# EXERCISE:
For the material below, return exactly the lines starting at the line containing "Query: dark background" and ending at the line containing "# test: pointer marks the ear tag with", both ends included, and no others.

# TASK INPUT:

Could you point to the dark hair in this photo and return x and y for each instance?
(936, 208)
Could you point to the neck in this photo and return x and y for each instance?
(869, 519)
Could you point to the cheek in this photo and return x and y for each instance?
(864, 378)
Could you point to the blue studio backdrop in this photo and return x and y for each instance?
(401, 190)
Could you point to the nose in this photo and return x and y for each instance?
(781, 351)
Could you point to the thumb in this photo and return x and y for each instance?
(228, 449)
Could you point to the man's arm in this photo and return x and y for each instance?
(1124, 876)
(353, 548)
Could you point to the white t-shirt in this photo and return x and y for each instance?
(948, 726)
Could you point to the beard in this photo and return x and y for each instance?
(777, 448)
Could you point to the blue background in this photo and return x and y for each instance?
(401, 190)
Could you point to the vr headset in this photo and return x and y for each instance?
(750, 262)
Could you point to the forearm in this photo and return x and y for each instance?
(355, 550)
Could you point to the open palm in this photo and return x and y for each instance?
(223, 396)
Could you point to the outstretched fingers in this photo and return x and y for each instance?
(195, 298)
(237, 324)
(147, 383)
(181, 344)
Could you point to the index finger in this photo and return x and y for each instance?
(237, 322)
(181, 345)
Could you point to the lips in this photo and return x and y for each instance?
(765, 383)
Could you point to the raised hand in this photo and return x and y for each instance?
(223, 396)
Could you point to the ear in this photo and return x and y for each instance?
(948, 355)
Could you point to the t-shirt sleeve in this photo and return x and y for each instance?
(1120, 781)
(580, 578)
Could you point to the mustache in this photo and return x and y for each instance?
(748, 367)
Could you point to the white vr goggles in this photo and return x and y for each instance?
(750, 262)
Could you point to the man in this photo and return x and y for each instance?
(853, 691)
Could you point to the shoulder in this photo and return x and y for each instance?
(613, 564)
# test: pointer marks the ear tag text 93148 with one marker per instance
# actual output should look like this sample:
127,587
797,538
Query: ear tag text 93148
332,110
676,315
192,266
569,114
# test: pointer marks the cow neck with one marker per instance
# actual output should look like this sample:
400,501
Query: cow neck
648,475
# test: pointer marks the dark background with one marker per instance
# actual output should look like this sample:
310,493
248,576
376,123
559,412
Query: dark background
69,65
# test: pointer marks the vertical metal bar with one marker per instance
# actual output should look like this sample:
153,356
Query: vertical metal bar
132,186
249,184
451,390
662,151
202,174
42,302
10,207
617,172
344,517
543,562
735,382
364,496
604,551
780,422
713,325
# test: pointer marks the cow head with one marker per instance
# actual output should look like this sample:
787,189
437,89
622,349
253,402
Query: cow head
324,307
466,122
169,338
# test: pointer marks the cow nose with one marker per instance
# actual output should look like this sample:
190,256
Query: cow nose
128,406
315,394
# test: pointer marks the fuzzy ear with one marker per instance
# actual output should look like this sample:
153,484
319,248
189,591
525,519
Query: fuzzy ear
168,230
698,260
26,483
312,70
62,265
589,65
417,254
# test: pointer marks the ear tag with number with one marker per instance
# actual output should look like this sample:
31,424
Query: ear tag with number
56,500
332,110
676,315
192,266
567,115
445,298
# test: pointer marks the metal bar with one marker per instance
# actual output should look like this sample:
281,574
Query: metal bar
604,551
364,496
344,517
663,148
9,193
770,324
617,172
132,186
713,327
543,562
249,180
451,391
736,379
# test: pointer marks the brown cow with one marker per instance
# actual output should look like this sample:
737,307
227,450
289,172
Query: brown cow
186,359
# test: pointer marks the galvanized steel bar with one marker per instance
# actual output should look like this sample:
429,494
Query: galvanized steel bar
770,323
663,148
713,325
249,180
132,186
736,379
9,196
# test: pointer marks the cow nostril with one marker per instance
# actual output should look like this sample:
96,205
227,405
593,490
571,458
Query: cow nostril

# SOLUTION BELOW:
Query: dark background
69,65
# test: pointer marks the vertical metal bar with one marker per instance
# actual output should look like this sample:
153,356
Query: vertical metal bar
132,186
249,184
451,390
662,151
202,174
42,302
10,207
617,172
344,517
543,562
735,382
364,496
604,551
780,422
713,325
# test: pointer marks the cow head with one marker per instance
# actual output should look like this sample:
787,189
437,89
622,349
253,402
Query: cow head
324,307
466,122
169,338
# test: pointer marks the cow nose with one marker per instance
# actual output should look like this sample:
190,256
Query: cow nose
128,406
315,394
# test: pointer marks the fuzzy ear with one marker per instance
# actual output should look like this sample:
153,484
319,248
189,591
525,519
Query: fuzzy ear
168,230
698,260
26,483
312,70
62,265
589,65
417,254
# test: pointer marks the ear tag with number with one marker per instance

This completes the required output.